» **What the exercise asks**:
Reproduce every line of the material below without changes, but leave out the pictures.

» **Data excerpts**:

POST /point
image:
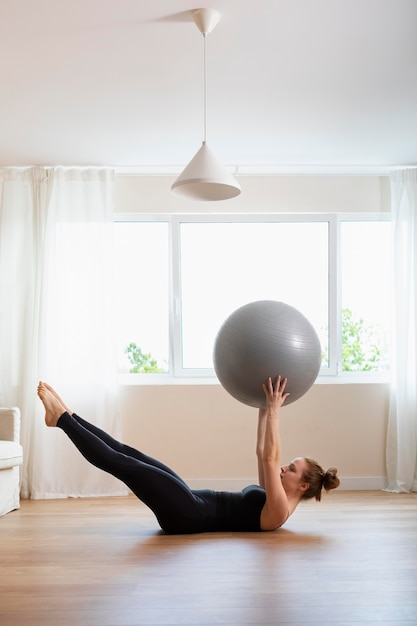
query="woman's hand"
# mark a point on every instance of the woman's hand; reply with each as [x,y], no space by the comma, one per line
[275,394]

» **Result of the task**:
POST /point
image:
query="woman's hand"
# mark a point on every instance of the woman's hand; reply with each as [x,y], no space by the comma, one per line
[275,394]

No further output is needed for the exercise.